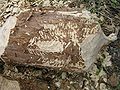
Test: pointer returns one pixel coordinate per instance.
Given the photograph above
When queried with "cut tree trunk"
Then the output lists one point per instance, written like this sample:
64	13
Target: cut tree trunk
66	39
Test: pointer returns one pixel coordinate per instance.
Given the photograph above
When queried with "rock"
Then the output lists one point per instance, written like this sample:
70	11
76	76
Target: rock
6	84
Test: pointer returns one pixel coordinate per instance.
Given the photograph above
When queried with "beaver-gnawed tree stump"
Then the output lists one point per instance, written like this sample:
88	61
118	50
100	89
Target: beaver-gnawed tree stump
66	39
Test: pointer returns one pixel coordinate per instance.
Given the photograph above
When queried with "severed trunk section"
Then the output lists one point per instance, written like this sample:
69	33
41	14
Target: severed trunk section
67	39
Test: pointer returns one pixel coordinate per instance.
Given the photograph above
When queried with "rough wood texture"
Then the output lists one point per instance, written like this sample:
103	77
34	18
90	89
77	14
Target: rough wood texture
63	39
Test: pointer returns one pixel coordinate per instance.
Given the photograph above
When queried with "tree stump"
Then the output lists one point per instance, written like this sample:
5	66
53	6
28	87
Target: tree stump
64	39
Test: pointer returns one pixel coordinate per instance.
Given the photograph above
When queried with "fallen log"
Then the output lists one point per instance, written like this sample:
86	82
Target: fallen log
66	39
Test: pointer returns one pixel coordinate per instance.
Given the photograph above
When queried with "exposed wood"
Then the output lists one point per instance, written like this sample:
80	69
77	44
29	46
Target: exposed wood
64	39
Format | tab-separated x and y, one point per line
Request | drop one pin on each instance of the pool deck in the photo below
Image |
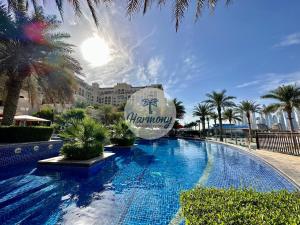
287	165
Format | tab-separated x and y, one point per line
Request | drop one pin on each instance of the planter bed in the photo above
78	167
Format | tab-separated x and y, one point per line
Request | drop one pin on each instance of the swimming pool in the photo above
138	187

_GIVEN TASK_
Copy the records exactly. Skip the pictures.

_RESPONSE TO THE TASK_
Test: pointer returns one pixel coordinate per instance.
Given the photograph above
When queried with "cut tree trunk"
Then the output lists one point per instance, written like this sample:
64	13
Target: cut tree trunk
66	39
Test: pointer returns one pixel coordinate per instance.
Given the photograph above
When queried with "rock"
Then the output lists one point per instance, written like this sample:
70	11
76	76
Target: rock
6	84
Test: pointer returns one pixel coordinate per instance.
Given the photograph above
When queried with "beaver-gnawed tree stump"
Then the output lists one point per instance, written like this sample:
88	61
118	50
100	89
Target: beaver-gnawed tree stump
66	39
Test: pointer returns one pixel coordinate per instance.
Given the photograph above
When queried with "severed trunk section"
Then the output lists one point per instance, written like this sample:
69	33
41	14
Target: severed trunk section
67	39
Test: pointer returns one pixel coordinate per instance.
Given the photograph above
When queried with "rough wood texture"
Then the output lists one point per instance, written like this sample:
103	77
34	18
90	89
77	14
Target: rough wood texture
63	39
Test: pointer returns one pixel coordinate per instance.
Given the photograph above
When queried with "tree stump"
Then the output lists one point per instance, written like this sample:
5	66
53	6
28	87
Target: tree stump
64	39
Test: pointer returns one pixel coordinate per instance.
Given the photograph above
When queried with "fallen log"
Then the output lists one point per instance, written like this sample:
86	82
Target: fallen log
66	39
Test: pointer returns one pixel coordinate per instance.
Given the photograph above
When queried with "exposed wood"
Then the output lists one point per instance, written like this sample:
80	69
77	44
29	46
Target: exposed wood
64	39
Format | tab-separated x and y, one point per line
Request | drop one pin on each instance of the pool deck in the photo below
Image |
287	165
Format | tab-separated x and y, one point per line
Request | drop one pin on each instance of the planter bed in the photo above
78	167
Format | tab-separated x and y, one point per line
Request | drop one pin on each instance of the swimming pool in the photo above
138	187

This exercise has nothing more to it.